■ Exercise goal ■
Render the entries from the line with "Expected: one point per instance of the white wall, reported" through the end of the entries as a two-column CSV headed entry_text and answer. Give one row per entry, with each value in a single quoted field and line breaks turned into spaces.

-- Start Data section --

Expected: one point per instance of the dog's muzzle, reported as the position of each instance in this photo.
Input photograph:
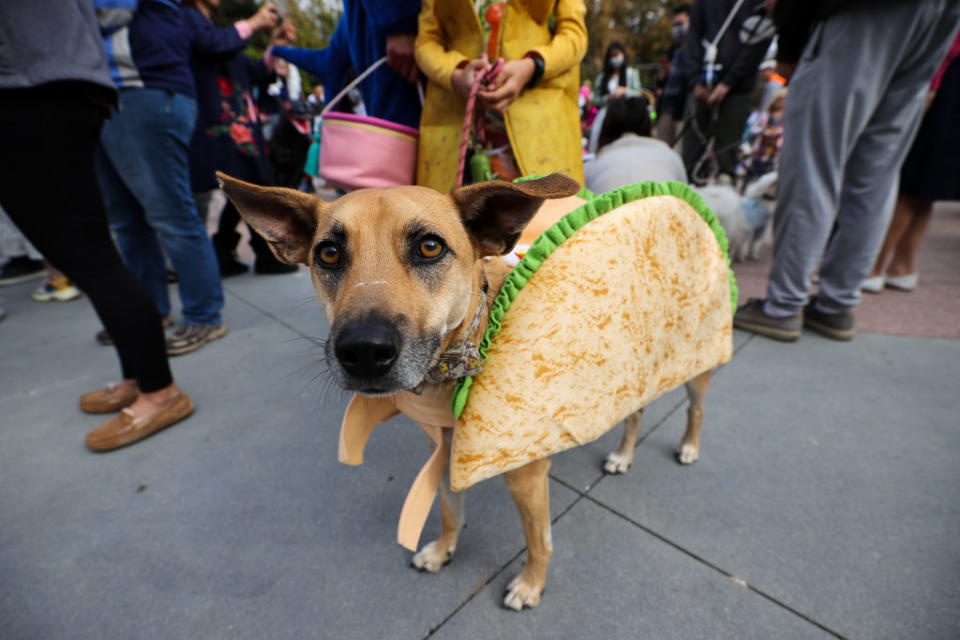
(368, 350)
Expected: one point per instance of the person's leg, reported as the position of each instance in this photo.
(697, 131)
(154, 165)
(203, 200)
(827, 113)
(904, 262)
(136, 240)
(68, 224)
(734, 111)
(870, 180)
(902, 217)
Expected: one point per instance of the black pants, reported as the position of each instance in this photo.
(48, 138)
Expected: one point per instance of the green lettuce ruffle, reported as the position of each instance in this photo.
(549, 240)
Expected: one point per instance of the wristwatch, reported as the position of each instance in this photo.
(538, 66)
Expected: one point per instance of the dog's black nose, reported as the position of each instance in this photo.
(367, 350)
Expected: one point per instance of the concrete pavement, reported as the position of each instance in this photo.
(824, 503)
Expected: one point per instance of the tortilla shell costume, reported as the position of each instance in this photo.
(626, 297)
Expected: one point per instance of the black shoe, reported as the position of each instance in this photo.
(836, 326)
(751, 317)
(21, 269)
(274, 267)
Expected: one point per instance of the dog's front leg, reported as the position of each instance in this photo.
(620, 460)
(689, 448)
(439, 552)
(530, 488)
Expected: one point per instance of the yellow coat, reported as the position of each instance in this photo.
(543, 124)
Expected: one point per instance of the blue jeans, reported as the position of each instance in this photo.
(144, 173)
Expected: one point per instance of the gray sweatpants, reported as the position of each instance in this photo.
(854, 106)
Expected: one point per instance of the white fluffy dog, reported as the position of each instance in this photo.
(744, 218)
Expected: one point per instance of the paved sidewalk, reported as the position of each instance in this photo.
(824, 503)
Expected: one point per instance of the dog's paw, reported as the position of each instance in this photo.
(432, 557)
(617, 463)
(687, 453)
(521, 593)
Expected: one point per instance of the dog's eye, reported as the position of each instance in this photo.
(329, 255)
(430, 248)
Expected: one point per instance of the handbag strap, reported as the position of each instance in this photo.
(347, 89)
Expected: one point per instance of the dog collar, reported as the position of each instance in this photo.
(461, 359)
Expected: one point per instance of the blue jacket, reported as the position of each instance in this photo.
(145, 44)
(360, 40)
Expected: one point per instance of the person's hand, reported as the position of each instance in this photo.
(513, 78)
(400, 55)
(285, 35)
(786, 69)
(266, 17)
(718, 94)
(462, 79)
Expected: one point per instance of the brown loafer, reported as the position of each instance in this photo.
(126, 429)
(107, 400)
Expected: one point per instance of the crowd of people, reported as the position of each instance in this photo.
(140, 102)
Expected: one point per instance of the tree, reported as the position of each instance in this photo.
(315, 21)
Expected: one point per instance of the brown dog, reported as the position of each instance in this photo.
(401, 272)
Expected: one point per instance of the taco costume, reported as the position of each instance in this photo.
(626, 297)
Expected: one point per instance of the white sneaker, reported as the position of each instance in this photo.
(874, 284)
(903, 283)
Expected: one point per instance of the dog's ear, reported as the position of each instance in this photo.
(495, 213)
(285, 218)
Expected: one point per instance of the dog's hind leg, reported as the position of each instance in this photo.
(529, 486)
(689, 449)
(439, 552)
(620, 460)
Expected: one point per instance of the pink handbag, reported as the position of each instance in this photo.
(362, 151)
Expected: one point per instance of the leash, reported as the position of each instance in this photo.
(347, 89)
(487, 75)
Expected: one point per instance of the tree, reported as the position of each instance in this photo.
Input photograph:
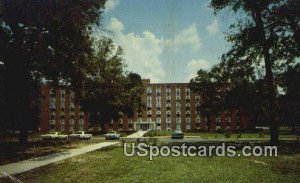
(205, 85)
(263, 34)
(289, 102)
(108, 90)
(42, 40)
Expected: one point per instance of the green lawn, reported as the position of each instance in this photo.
(234, 136)
(112, 166)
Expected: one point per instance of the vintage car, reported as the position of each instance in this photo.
(80, 135)
(111, 135)
(54, 135)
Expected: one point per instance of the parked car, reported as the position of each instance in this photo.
(54, 135)
(111, 135)
(80, 135)
(177, 134)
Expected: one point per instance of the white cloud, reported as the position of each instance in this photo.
(213, 27)
(141, 52)
(116, 26)
(194, 65)
(111, 4)
(186, 38)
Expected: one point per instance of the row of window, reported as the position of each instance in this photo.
(188, 120)
(71, 121)
(168, 89)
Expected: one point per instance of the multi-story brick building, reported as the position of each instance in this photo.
(169, 106)
(60, 111)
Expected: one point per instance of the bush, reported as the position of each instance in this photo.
(227, 133)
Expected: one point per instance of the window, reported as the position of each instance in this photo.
(188, 126)
(168, 126)
(228, 121)
(149, 90)
(218, 121)
(188, 120)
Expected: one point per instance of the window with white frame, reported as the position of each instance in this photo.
(149, 90)
(158, 120)
(188, 126)
(188, 120)
(168, 120)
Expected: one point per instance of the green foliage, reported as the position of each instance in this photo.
(267, 34)
(107, 89)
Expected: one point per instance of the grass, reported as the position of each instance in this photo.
(112, 166)
(12, 151)
(234, 136)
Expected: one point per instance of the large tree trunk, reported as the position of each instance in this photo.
(23, 137)
(272, 99)
(257, 16)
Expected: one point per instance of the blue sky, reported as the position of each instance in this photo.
(167, 40)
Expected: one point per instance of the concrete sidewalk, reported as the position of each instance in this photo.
(22, 166)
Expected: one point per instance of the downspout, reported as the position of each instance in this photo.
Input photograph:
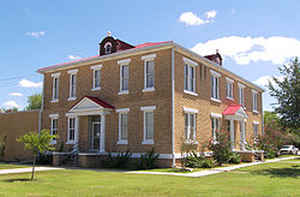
(173, 109)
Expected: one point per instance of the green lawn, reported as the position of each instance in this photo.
(272, 179)
(11, 166)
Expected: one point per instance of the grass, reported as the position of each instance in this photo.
(4, 166)
(270, 179)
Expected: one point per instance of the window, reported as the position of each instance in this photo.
(124, 75)
(96, 77)
(254, 101)
(190, 76)
(229, 88)
(148, 124)
(215, 83)
(255, 129)
(107, 48)
(123, 126)
(54, 126)
(149, 72)
(72, 93)
(55, 87)
(215, 126)
(71, 130)
(241, 94)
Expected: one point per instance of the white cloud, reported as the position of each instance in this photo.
(30, 84)
(35, 34)
(191, 19)
(211, 14)
(244, 50)
(264, 80)
(10, 104)
(15, 94)
(73, 57)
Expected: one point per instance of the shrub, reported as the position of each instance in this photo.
(121, 160)
(148, 160)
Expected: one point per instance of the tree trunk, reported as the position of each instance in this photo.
(33, 167)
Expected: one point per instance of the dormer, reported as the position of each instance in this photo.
(111, 45)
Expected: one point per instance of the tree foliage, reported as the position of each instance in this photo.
(34, 102)
(37, 143)
(287, 94)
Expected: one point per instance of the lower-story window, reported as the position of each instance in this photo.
(71, 130)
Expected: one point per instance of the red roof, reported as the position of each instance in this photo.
(147, 44)
(231, 109)
(96, 100)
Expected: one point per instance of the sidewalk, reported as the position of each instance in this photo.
(212, 171)
(26, 170)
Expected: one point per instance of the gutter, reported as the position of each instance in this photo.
(173, 108)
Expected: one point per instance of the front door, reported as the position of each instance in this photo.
(95, 133)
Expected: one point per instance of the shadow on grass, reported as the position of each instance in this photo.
(17, 180)
(280, 172)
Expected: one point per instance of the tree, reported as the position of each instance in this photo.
(37, 143)
(34, 102)
(287, 93)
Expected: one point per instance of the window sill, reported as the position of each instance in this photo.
(148, 142)
(229, 98)
(72, 98)
(123, 92)
(216, 100)
(122, 142)
(95, 89)
(54, 101)
(190, 92)
(149, 89)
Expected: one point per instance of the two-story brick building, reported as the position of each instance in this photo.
(151, 95)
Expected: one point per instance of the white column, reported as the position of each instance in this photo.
(102, 133)
(232, 134)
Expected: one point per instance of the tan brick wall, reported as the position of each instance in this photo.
(14, 125)
(205, 105)
(110, 86)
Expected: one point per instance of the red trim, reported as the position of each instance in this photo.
(96, 100)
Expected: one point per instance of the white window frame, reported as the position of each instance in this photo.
(254, 101)
(123, 63)
(215, 88)
(146, 109)
(190, 64)
(75, 130)
(122, 112)
(188, 112)
(53, 131)
(94, 69)
(72, 95)
(241, 94)
(55, 92)
(146, 59)
(229, 88)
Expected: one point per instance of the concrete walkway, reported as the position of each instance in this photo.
(26, 170)
(212, 171)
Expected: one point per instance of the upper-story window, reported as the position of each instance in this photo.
(229, 88)
(241, 94)
(190, 128)
(55, 87)
(123, 125)
(96, 77)
(148, 124)
(215, 86)
(72, 86)
(124, 75)
(190, 76)
(107, 48)
(254, 101)
(149, 72)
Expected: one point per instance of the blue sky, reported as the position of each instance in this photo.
(254, 37)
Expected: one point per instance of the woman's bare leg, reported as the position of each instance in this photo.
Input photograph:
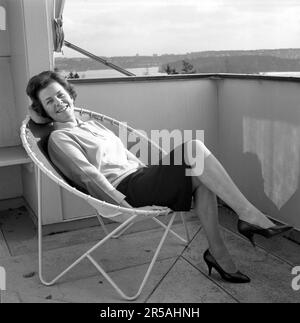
(217, 180)
(207, 210)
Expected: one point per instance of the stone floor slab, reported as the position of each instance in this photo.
(185, 284)
(270, 276)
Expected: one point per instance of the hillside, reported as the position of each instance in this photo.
(246, 61)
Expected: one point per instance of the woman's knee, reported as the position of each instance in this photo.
(195, 154)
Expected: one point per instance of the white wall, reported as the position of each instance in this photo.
(148, 105)
(260, 143)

-- End Data section --

■ Task solution ■
entry_text,answer
"Expected: one point per instance of the white wall, reported as the position of each instance in this photo.","(148, 105) (260, 143)"